■ **Instructions for the task**: Return a copy of every line in the records that includes the word "white".

Records from a collection
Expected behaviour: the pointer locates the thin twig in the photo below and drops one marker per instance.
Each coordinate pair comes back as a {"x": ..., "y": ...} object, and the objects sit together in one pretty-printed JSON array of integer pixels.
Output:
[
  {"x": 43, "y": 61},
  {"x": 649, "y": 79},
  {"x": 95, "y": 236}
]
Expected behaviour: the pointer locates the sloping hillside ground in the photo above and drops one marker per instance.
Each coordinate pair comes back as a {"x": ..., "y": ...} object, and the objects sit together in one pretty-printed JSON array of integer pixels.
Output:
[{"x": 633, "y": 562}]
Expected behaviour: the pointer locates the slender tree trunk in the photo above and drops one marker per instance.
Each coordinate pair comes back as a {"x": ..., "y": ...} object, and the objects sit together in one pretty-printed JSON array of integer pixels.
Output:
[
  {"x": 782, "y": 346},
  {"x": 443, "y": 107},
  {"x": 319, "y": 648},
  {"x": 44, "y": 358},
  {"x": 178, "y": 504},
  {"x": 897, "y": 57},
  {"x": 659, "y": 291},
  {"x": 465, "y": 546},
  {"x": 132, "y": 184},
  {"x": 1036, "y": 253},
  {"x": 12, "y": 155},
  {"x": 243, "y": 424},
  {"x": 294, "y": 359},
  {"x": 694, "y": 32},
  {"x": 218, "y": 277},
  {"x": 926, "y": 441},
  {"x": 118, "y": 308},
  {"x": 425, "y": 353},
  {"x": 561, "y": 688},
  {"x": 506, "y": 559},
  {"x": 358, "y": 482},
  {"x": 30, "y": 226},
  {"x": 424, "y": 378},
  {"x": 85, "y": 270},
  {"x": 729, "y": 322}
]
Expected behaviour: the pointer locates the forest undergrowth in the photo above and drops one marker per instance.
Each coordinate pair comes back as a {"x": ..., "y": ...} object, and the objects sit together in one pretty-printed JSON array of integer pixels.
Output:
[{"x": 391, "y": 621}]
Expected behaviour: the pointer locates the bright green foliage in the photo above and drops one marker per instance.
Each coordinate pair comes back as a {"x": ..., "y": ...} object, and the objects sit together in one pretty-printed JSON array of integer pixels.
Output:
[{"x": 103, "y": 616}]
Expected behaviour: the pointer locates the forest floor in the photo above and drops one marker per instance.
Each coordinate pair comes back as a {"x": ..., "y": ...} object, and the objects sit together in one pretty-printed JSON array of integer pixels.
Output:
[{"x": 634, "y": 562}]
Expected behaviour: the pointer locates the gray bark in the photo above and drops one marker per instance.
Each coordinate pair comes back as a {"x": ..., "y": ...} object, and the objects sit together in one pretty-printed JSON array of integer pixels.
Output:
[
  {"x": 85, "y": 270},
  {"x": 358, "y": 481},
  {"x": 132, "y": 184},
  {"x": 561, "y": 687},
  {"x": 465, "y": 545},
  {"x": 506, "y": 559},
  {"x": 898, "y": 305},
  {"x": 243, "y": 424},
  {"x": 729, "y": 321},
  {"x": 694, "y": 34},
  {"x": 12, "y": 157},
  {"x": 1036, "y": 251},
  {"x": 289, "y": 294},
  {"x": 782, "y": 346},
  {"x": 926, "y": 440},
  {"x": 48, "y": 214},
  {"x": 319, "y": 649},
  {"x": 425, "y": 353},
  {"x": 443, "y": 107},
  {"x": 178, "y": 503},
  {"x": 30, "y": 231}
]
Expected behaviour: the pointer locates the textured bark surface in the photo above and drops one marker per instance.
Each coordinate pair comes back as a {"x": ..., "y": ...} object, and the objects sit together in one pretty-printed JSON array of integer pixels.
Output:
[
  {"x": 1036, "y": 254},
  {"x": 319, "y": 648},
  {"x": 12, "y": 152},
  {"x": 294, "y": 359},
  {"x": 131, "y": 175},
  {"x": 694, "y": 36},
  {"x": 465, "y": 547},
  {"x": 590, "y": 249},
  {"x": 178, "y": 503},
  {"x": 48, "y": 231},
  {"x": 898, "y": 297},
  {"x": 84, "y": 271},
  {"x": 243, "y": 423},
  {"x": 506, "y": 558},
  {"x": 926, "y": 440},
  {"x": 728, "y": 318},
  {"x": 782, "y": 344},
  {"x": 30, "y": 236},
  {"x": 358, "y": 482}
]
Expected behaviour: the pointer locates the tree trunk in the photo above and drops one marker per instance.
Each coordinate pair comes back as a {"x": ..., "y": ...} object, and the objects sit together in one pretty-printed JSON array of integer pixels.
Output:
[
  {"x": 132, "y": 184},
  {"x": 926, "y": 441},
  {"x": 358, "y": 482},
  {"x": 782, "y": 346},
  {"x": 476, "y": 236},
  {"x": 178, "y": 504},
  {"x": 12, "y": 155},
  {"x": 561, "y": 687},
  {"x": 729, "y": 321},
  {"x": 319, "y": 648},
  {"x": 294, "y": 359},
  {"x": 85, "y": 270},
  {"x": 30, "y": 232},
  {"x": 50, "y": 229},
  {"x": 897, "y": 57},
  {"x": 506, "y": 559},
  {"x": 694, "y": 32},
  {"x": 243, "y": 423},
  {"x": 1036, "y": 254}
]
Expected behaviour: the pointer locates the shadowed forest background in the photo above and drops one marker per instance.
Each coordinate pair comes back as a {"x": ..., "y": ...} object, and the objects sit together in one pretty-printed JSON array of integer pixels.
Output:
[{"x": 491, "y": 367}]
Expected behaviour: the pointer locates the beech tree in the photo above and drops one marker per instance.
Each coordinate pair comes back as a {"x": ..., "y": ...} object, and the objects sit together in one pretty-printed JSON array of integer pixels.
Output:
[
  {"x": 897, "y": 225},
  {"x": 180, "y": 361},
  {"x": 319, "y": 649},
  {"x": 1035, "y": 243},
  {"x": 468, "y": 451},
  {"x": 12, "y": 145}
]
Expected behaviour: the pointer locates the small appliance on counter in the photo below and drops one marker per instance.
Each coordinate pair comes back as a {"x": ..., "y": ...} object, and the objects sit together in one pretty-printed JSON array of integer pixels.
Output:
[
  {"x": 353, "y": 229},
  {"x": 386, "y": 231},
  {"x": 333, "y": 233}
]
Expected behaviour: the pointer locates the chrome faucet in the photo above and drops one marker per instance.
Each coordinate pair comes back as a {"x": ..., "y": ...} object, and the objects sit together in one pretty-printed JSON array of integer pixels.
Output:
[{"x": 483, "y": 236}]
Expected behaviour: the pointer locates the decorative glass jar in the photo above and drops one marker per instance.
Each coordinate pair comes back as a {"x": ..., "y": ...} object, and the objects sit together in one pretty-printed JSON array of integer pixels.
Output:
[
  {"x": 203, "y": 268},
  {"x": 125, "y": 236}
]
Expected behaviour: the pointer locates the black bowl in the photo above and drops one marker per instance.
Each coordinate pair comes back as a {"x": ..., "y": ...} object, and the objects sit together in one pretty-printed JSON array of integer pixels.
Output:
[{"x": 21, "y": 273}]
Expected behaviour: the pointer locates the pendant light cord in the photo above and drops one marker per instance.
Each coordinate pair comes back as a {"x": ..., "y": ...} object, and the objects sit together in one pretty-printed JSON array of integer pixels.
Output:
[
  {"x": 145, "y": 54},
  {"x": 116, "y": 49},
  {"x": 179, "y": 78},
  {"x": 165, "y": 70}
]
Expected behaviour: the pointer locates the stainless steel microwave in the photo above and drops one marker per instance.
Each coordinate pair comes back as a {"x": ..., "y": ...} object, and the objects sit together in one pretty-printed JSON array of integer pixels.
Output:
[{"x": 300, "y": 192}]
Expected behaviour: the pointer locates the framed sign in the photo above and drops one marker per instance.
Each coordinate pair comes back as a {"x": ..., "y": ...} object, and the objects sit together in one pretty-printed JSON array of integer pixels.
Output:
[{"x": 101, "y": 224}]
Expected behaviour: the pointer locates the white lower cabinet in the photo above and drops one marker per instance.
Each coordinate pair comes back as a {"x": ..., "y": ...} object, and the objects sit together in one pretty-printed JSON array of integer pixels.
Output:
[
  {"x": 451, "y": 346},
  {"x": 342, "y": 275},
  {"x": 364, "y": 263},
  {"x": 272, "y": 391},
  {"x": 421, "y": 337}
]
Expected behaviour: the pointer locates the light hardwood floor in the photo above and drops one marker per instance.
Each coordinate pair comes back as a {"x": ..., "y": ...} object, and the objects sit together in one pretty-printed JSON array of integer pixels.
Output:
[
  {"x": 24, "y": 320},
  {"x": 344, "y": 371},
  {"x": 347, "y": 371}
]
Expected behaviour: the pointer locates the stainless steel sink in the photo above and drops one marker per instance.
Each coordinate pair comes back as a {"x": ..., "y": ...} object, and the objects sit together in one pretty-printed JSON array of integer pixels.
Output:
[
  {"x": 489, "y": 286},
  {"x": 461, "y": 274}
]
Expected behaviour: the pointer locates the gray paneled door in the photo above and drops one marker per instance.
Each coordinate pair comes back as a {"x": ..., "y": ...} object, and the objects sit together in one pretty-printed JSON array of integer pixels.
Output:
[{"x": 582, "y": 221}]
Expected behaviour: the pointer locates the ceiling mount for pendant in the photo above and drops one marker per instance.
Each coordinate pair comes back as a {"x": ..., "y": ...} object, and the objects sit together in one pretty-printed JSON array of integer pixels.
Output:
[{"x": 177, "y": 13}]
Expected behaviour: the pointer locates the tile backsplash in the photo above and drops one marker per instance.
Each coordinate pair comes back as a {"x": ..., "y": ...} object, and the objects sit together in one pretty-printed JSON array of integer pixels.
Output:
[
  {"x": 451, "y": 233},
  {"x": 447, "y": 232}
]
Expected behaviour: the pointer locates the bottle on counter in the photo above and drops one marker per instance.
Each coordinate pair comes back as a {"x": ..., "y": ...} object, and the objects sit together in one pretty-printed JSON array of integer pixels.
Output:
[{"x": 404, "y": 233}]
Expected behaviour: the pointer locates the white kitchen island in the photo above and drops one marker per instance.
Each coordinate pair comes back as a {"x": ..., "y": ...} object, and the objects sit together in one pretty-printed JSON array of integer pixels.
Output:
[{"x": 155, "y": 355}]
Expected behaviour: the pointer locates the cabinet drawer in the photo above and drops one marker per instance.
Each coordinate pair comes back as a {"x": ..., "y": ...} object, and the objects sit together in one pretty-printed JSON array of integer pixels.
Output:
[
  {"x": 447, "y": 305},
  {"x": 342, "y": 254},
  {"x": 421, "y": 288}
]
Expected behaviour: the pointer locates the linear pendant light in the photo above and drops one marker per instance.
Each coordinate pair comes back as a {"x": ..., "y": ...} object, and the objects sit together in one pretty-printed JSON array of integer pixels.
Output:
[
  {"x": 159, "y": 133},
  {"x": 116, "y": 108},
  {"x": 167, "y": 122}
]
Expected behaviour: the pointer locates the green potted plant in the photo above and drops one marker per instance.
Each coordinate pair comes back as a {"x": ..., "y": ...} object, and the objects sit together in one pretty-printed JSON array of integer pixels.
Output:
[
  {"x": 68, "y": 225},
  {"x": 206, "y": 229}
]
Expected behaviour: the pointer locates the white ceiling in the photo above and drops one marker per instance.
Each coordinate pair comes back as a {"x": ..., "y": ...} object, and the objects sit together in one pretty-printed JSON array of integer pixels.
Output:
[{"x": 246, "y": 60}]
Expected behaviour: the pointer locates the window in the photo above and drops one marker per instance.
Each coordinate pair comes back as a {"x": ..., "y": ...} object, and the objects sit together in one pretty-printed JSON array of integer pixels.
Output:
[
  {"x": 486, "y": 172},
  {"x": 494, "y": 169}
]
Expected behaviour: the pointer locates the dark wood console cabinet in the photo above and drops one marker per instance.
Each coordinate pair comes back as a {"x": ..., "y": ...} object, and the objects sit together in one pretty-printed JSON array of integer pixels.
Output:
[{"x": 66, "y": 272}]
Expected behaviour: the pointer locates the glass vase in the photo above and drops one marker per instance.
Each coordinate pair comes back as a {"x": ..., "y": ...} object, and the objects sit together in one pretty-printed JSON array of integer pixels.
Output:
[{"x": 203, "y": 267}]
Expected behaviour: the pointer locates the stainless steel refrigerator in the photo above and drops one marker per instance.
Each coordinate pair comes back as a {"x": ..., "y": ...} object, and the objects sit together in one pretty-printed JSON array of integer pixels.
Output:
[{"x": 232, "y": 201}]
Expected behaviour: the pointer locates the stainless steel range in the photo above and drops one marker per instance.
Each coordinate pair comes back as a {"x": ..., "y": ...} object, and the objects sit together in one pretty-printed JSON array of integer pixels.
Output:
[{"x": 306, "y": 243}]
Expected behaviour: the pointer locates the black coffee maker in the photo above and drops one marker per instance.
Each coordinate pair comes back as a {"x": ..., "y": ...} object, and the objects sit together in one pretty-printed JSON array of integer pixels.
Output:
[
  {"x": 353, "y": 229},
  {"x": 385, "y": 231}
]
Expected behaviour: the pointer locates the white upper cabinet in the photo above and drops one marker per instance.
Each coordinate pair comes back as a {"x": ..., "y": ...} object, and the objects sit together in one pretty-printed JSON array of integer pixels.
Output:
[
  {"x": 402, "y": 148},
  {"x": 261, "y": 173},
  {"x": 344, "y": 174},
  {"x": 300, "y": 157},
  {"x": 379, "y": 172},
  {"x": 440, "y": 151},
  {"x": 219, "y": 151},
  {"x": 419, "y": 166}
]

■ **Expected answer**:
Expected behaviour: the pointer locates the white lower cabinet in the photo above and drops one marker per instance.
Expected behaviour: the pointer locates the white kitchen island in the photo above and drops one marker per instance.
Expected behaviour: the pointer locates the white ceiling in the photo above and drops one marker per instance.
Expected behaviour: the pointer locates the white upper cabinet in the photo above and drops one marker per instance.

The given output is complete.